### Article
++++++++++

I’m feeling very very close to having my homing issues resolved. This is what I’m using now for my start code:
; Custom Homing
; Fake line
$HY
G92 X0 Y0
G0 Y-5
G92 X0 Y0
$HX
G92 X0 Y0
G0 X-15
G92 X0 Y0
G1 X0 Y0 F1200
The two comments are to get around sandify combining the first two lines. It’s just too easy for me to forget to modify something manually after 
Making sure that $HY and G92 are on separate lines resolved most of the Y crashes. But there was still a small Y crash so I backed my offset off from -6 to -5 and now I’m not getting any more Y crashes.
But - running the steps manually I figured out what was wrong with the X. I needed another G92 after $HX before the G0. I forget exactly what I saw that made me think that was necessary - but I remember that in some situations there were cases were one of the coordinates was off at that point unless I did another G92. I think the work X was off even though the machine X was getting zeroed out from the $HX. But…adding that resolved the X crashes I was having.
And changing the initial move to a G1 to 0,0 solved the issue of the first move being hyper fast.
There’s just one remaining issue. If I’m in those first 15mm between workspace 0 and machine 0 where I’m in machine negative when I start a homing - then it still crashes.
As long as my X is above machine 0 everything works great. But a lot of my patterns end at X0 so starting another pattern immediately after results in a crash when homing.
Reading about fluidnc parameters and expressions just before I went to sleep it sure sounds like I could add something to detect that situation…it also sounds like the expressions would make it possible to do what I was musing about earlier and making it return to 0,0 by perimeter as part of and end code.

++++++++++

### Data lines
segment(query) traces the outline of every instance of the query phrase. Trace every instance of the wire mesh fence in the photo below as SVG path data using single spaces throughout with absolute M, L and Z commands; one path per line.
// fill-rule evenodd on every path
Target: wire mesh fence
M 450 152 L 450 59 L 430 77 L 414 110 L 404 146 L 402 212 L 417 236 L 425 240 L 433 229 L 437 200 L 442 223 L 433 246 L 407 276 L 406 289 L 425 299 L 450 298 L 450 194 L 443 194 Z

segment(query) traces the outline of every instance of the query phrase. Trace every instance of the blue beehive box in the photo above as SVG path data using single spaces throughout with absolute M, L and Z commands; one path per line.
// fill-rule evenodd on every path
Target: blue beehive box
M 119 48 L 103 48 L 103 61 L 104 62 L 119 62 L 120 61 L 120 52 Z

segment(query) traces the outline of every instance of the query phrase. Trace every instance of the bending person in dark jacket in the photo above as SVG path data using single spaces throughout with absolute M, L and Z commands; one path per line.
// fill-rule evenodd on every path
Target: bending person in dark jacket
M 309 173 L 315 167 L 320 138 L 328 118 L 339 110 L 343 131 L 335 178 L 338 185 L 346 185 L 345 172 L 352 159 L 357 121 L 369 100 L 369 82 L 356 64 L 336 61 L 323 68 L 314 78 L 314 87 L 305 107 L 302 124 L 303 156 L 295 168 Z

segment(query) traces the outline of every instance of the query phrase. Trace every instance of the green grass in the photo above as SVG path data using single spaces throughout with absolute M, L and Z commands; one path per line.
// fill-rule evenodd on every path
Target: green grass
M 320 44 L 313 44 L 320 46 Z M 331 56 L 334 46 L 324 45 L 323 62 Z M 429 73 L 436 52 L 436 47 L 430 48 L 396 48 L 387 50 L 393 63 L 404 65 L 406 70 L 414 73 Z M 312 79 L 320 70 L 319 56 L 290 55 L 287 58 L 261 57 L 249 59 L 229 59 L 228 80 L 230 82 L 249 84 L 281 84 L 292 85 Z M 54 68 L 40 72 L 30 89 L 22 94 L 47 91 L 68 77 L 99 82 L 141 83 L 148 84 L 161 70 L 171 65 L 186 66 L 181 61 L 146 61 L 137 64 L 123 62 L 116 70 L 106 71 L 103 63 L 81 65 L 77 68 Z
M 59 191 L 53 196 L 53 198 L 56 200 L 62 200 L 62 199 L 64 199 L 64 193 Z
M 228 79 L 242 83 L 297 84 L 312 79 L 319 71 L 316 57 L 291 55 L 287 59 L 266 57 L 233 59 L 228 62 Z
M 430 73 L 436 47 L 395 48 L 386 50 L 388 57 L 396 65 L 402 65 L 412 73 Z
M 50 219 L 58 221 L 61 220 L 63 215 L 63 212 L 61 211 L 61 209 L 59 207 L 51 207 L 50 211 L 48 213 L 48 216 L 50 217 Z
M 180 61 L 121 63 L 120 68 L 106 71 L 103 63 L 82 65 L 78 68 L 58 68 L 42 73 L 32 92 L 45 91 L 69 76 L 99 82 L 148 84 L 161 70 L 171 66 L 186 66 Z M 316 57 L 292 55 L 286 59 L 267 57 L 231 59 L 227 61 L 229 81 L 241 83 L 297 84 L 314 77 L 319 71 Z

++++++++++

### Task statement
Continue the forum post about fixing the machine's homing crashes, picking up after its final sentence.

### The response
The one catch is it wouldn’t work when the machine is unhomed…but there’s a parameter to tell if G92 is applied or not so maybe a check for that…so maybe something like
o102 if [#5210]
; G92 is applied so we should be homed
o103 if [#5420 LT 0]
G0 X5
o103 endif
o102 endif
There’s probably a better way to check if the machine is homed…I’ll have to read the docs a bit closer tonight. But if I’m understaning it correctly that should basically say if G92 is applied and X is less than 0 then move to X5.
Some similar logic at the end could be used to check if xmax or xmin is closer to the current position and move towards the closest…and same for ymax / ymin to get to the border. Then just move to max/min positions along the border.
I’ll have to play with this tonight…the parameters and expressions seem really powerful even if they’re kind of basic. Heck - this could be used to do some basic looping like logo/turtle as well it seems.
I’m pretty sure there is…but it’s definitely a rabbit hole I’m not in a hurry to jump down or encourage anyone else to
I do something similar in gulp on some legacy sites we maintain to copy packages managed by npm out of node_modules and into a deployable form when the site is built in a way that we can’t use something like webpack to package things cleanly. It’s a pretty ugly hack…and I’m sure there’s a better way but it solved the need at the time.
I definitely want to take a closer look at sandify’s code soon. I don’t do a lot with React though we did do a mobile app in react native last year so at least the basics are still fairly close to the front of my mind.
What I’m not sure about is how even if sandify was packaged so it could run as part of the fluidnc GUI how it could send completed gcode - I just haven’t looked at the fluidnc GUI to see what kind of hooks may be available for file transfer.
But…
You make a great point - I’m a big fan of the unix approach with small tools that do one thing and do it well - but can be easily piped/chained together to complete bigger tasks. Though that almost seems backards to me - like sandify would be more the “creative” side for generating paths while the part that would break off would be the “utlity” side for limiting and exporting gcode. But it’s your project and that’s just my impression of which part I associate with the name “sandify”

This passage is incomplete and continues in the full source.